-- Start Material for this task --
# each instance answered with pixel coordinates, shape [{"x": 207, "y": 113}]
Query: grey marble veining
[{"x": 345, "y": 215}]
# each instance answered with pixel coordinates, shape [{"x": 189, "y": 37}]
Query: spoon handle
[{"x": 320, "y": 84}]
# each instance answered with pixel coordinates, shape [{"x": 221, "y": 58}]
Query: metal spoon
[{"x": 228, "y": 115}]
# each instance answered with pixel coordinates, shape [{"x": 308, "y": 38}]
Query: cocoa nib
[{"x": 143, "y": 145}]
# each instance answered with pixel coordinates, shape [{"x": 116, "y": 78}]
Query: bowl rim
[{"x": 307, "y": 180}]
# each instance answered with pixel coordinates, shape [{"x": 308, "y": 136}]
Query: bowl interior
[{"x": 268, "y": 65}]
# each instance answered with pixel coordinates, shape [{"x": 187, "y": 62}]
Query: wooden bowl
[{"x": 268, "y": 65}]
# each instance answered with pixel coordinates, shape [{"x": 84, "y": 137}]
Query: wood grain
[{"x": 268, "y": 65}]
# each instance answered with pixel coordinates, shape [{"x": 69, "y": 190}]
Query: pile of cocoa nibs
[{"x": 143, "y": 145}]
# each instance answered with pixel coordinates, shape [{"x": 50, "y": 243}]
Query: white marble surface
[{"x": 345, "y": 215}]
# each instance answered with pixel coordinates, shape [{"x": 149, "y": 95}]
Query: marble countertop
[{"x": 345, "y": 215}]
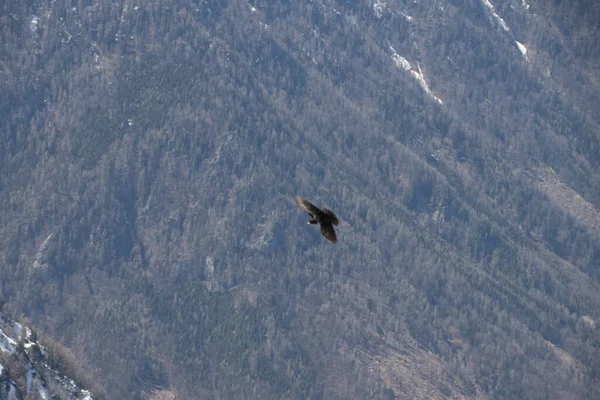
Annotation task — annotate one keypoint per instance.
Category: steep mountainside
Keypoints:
(28, 369)
(150, 152)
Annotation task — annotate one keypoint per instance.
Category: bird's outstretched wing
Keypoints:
(307, 207)
(329, 233)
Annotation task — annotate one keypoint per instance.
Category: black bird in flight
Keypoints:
(325, 218)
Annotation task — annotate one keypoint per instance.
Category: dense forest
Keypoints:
(150, 152)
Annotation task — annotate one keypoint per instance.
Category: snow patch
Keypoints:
(379, 7)
(39, 258)
(403, 64)
(522, 48)
(33, 23)
(492, 10)
(7, 344)
(589, 321)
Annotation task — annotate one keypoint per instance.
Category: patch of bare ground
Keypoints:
(567, 198)
(411, 371)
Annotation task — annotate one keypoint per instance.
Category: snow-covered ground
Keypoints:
(38, 374)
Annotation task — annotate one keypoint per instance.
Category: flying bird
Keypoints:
(325, 218)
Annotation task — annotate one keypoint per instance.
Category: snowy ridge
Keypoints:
(24, 372)
(504, 25)
(403, 63)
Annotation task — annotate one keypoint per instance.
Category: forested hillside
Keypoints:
(150, 152)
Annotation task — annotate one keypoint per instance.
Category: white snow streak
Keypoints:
(522, 48)
(490, 6)
(403, 63)
(379, 7)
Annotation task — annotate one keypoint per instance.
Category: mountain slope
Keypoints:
-- End Material for this task --
Set down the complete material exactly, but do not include the images.

**Task answer**
# each instance answered with pixel coordinates, shape [{"x": 207, "y": 113}]
Query: grey marble veining
[{"x": 345, "y": 215}]
# each instance answered with pixel coordinates, shape [{"x": 189, "y": 37}]
Query: spoon handle
[{"x": 320, "y": 84}]
# each instance answered with pixel coordinates, shape [{"x": 221, "y": 58}]
Query: metal spoon
[{"x": 228, "y": 115}]
# each instance answered with pixel coordinates, shape [{"x": 308, "y": 38}]
Query: cocoa nib
[{"x": 143, "y": 145}]
# each instance answered with pixel coordinates, shape [{"x": 116, "y": 78}]
Query: bowl rim
[{"x": 307, "y": 180}]
# each instance answered with pixel coordinates, shape [{"x": 308, "y": 136}]
Query: bowl interior
[{"x": 268, "y": 65}]
# each instance answered with pixel coordinates, shape [{"x": 187, "y": 62}]
Query: wooden bowl
[{"x": 268, "y": 65}]
# each instance answered with pixel coordinates, shape [{"x": 84, "y": 137}]
Query: wood grain
[{"x": 268, "y": 65}]
# each instance answered with pixel coordinates, shape [{"x": 69, "y": 190}]
Query: pile of cocoa nibs
[{"x": 143, "y": 145}]
# each instance answered with pixel coordinates, shape [{"x": 50, "y": 243}]
Query: white marble surface
[{"x": 345, "y": 215}]
# each instance answered with pixel coordinates, shape [{"x": 149, "y": 95}]
Query: marble countertop
[{"x": 345, "y": 215}]
Annotation task — annotate one keypoint per instance.
Category: steep mountainside
Keypoints:
(28, 369)
(150, 152)
Annotation task — annotate one keypoint per instance.
Category: bird's outstretched wing
Keypoints:
(307, 207)
(329, 233)
Annotation task — annotate one keypoint per instance.
Category: black bird in flight
Keypoints:
(325, 218)
Annotation task — annotate one keypoint per instance.
Category: dense forest
Keypoints:
(150, 152)
Annotation task — annotate one keypoint per instance.
Category: snow patch
Keypoints:
(379, 7)
(39, 258)
(403, 64)
(522, 48)
(33, 23)
(492, 10)
(7, 344)
(589, 321)
Annotation task — annotate one keypoint per instance.
Category: patch of bare ground
Keypoints:
(567, 198)
(411, 371)
Annotation task — annotate one keypoint per instance.
Category: snow-covered ground
Keypoints:
(38, 374)
Annotation task — annotate one keypoint per instance.
Category: flying bird
Keypoints:
(325, 218)
Annotation task — annotate one keypoint per instance.
Category: snowy ridge
Keypoints:
(24, 372)
(504, 25)
(403, 63)
Annotation task — annotate one keypoint per instance.
Category: forested hillside
Keypoints:
(150, 152)
Annotation task — annotate one keypoint per instance.
Category: white snow streak
Keypoints:
(522, 48)
(490, 6)
(403, 63)
(379, 7)
Annotation task — annotate one keypoint per instance.
Category: mountain slope
Keypoints:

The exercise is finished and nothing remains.